(Given request) Reproduce the line that contains "the woman's lips" and every line after it through the end of the records, exactly, with nothing added.

(Information given)
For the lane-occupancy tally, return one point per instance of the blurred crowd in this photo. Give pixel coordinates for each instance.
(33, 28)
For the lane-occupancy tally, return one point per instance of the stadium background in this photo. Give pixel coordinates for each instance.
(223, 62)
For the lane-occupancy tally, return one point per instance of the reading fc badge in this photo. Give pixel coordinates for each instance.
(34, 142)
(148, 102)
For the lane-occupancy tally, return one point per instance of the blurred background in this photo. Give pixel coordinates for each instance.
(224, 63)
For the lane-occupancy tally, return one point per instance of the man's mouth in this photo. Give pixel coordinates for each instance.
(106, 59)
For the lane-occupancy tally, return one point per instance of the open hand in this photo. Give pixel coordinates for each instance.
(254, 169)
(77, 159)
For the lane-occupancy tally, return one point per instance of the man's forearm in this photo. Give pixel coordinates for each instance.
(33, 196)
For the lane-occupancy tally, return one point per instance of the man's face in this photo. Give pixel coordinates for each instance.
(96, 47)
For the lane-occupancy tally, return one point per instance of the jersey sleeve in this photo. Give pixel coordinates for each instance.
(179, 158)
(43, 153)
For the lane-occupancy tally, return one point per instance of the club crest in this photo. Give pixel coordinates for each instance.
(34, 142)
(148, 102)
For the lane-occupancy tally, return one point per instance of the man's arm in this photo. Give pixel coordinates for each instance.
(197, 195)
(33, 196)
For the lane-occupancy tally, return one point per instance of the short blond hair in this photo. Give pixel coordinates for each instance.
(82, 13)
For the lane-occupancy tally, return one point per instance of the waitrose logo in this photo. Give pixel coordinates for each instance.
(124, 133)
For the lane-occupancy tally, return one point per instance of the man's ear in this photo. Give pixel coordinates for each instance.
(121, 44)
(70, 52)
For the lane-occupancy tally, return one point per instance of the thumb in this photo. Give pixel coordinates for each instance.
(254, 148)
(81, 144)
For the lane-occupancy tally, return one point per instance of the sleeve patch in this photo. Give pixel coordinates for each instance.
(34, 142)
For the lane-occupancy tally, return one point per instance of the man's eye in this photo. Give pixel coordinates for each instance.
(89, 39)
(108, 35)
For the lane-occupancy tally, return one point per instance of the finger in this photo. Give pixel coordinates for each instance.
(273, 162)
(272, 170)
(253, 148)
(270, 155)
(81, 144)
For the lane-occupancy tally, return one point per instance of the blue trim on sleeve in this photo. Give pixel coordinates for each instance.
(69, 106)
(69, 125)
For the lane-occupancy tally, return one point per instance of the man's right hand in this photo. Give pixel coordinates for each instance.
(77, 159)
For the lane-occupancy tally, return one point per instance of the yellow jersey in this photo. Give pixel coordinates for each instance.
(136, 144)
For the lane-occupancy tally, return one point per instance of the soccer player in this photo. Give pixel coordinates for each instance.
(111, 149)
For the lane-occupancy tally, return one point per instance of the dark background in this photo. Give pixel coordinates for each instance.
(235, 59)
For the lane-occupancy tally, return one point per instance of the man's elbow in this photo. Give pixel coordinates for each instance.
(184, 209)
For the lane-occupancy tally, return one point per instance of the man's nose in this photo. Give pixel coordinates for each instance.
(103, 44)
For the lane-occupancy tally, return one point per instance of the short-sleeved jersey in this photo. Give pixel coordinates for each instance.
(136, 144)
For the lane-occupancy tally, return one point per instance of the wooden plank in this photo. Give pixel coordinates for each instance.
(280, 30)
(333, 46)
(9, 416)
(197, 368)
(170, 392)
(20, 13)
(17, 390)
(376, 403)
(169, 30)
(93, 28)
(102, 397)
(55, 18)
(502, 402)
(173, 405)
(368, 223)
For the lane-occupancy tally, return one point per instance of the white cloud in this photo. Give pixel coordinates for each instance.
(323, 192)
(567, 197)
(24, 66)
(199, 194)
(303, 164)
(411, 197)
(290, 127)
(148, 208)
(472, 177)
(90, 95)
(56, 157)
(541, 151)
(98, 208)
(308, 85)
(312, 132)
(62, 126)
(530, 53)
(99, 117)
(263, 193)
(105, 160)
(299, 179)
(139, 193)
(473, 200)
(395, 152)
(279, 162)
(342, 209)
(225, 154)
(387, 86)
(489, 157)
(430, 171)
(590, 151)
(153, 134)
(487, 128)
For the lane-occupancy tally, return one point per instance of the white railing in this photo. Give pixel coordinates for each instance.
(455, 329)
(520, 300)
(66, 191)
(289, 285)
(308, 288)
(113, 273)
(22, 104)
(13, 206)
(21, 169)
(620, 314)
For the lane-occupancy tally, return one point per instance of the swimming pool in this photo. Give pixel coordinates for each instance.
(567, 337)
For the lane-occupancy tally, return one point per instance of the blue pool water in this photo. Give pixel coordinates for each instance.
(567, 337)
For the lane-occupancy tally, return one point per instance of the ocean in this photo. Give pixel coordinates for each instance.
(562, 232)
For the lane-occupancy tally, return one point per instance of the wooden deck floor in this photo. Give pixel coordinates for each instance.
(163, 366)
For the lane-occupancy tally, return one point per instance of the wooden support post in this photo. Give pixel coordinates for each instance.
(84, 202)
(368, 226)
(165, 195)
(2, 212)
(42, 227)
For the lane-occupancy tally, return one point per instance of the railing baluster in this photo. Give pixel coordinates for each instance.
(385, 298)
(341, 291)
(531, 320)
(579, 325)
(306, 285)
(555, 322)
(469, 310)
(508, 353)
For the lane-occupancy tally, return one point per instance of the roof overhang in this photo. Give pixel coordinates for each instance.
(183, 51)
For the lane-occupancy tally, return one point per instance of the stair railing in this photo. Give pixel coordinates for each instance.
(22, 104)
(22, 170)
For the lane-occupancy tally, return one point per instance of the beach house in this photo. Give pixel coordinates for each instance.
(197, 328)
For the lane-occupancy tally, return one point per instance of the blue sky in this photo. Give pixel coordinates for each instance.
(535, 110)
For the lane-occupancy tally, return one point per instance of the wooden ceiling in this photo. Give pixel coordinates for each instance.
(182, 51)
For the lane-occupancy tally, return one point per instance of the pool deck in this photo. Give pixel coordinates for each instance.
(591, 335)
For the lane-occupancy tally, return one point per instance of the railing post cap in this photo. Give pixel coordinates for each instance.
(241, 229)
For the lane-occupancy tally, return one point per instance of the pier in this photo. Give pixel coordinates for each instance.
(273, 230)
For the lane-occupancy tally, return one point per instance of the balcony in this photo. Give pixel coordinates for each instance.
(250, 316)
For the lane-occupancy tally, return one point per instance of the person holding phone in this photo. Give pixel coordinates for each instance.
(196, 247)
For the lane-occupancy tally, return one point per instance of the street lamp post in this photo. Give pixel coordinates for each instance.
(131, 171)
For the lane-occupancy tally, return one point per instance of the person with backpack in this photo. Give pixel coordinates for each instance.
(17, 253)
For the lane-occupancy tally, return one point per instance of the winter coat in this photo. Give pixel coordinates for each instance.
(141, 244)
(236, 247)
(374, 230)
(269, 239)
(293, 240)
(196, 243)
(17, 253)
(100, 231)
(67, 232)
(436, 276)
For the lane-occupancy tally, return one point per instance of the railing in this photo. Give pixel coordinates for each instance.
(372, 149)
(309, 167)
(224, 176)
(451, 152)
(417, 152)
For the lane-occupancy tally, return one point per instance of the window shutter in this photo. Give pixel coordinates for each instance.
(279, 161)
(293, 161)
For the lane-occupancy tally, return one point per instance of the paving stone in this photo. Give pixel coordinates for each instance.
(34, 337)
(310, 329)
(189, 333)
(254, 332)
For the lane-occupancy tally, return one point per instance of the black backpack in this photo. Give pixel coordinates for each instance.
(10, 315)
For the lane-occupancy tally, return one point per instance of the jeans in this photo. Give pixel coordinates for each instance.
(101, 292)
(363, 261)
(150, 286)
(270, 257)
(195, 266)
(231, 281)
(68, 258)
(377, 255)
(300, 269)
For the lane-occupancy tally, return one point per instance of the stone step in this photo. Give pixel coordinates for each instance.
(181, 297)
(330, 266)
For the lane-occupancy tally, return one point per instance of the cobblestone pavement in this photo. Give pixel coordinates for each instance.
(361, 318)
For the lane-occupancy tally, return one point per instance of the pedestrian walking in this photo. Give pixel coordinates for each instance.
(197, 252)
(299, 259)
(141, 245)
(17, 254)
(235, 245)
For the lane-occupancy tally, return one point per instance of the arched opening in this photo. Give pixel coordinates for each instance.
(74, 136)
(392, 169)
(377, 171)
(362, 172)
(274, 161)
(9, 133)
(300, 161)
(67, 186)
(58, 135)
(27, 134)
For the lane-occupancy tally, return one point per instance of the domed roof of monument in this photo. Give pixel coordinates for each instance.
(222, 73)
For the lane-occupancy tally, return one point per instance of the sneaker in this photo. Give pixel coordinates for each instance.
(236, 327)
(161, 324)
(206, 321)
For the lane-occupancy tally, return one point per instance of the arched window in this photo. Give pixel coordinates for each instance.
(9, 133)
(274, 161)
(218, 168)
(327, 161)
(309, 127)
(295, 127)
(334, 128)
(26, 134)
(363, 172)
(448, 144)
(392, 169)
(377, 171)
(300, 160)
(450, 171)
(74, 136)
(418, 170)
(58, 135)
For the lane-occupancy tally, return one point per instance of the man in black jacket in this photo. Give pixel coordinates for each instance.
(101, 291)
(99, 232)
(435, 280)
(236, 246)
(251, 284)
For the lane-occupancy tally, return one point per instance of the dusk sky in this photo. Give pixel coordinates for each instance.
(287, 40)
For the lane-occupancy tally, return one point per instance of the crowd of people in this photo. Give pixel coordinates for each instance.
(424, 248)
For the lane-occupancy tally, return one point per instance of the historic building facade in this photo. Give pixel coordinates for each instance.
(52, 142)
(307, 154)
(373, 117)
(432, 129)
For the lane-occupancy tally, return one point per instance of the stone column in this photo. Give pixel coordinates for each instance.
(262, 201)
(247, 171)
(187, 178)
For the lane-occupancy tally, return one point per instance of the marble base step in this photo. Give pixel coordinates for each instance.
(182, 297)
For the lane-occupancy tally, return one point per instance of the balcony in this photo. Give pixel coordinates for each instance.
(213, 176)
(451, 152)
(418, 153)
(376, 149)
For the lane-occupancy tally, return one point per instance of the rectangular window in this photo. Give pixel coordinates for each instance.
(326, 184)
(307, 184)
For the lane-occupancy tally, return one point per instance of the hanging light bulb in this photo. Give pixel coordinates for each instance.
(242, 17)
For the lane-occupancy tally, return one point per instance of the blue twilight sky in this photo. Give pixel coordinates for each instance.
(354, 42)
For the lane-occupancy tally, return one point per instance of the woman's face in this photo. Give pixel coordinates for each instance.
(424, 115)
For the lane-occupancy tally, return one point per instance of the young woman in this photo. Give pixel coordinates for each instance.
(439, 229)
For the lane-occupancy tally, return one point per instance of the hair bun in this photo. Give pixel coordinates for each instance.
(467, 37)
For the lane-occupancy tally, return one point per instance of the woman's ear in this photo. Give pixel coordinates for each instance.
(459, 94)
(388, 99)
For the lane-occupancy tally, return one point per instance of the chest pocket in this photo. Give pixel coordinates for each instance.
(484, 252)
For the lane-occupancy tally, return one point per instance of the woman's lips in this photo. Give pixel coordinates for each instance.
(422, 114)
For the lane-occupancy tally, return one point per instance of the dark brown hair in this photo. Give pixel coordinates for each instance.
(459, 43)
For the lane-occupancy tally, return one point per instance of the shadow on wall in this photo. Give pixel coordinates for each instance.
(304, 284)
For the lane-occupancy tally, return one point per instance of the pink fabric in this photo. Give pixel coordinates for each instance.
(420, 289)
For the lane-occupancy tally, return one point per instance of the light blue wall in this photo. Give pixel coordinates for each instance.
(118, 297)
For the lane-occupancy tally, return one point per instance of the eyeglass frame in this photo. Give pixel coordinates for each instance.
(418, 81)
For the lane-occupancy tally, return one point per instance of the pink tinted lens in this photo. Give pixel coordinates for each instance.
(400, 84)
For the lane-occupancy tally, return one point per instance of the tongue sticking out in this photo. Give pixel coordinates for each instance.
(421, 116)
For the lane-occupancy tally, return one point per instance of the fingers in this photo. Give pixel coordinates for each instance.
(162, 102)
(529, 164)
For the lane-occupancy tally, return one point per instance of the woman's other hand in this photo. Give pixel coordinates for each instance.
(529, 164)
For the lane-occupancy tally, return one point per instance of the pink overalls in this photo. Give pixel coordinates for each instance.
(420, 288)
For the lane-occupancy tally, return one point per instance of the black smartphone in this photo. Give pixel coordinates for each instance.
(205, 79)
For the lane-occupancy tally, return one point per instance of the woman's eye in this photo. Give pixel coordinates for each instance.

(Solution for this exercise)
For the lane-occupancy tally, return one point per instance of the woman's lips in this photo. Give pixel coordinates for each instance.
(422, 114)
For the lane-occupancy tally, return one point per instance of the dark brown hair in this photo. Give pixel coordinates for each instance.
(459, 43)
For the lane-occupancy tally, return one point per instance of the shadow on wall in this photo. Give pixel coordinates for each instance.
(304, 284)
For the lane-occupancy tally, return one point per instance of the pink fabric in this photo. Give pixel coordinates for each instance.
(420, 289)
For the lane-occupancy tally, return one point per instance of the light blue wall in this photo. Give pixel coordinates for each instance.
(118, 297)
For the lane-occupancy tally, return one point per instance of the eyeglass frame in this photo. Give pixel coordinates for each instance.
(418, 81)
For the lane-occupancy tally, return one point per instance of the pink tinted lens in this photo. Give pixel coordinates for each instance.
(400, 84)
For the lane-occupancy tally, return one point per instance of the tongue sticking out in this photo. Give pixel coordinates for each instance.
(421, 116)
For the lane-occupancy tally, return one point per instance of the fingers in this photo. Give pixel coordinates for each instance.
(162, 102)
(529, 164)
For the lane-occupancy tally, return one point per instance of the woman's other hand in this photo. Give pixel coordinates for each instance.
(529, 164)
For the lane-occupancy tally, return one point per instance of the pink overalls in this photo. Give pixel coordinates for each instance.
(420, 288)
For the lane-occupancy tally, return one point per instance of the black smartphone in this photo. Give pixel coordinates for each instance.
(205, 79)
For the lane-occupancy tally, return one point per instance of the woman's eye in this photo. Give pixel coordinates for each instance.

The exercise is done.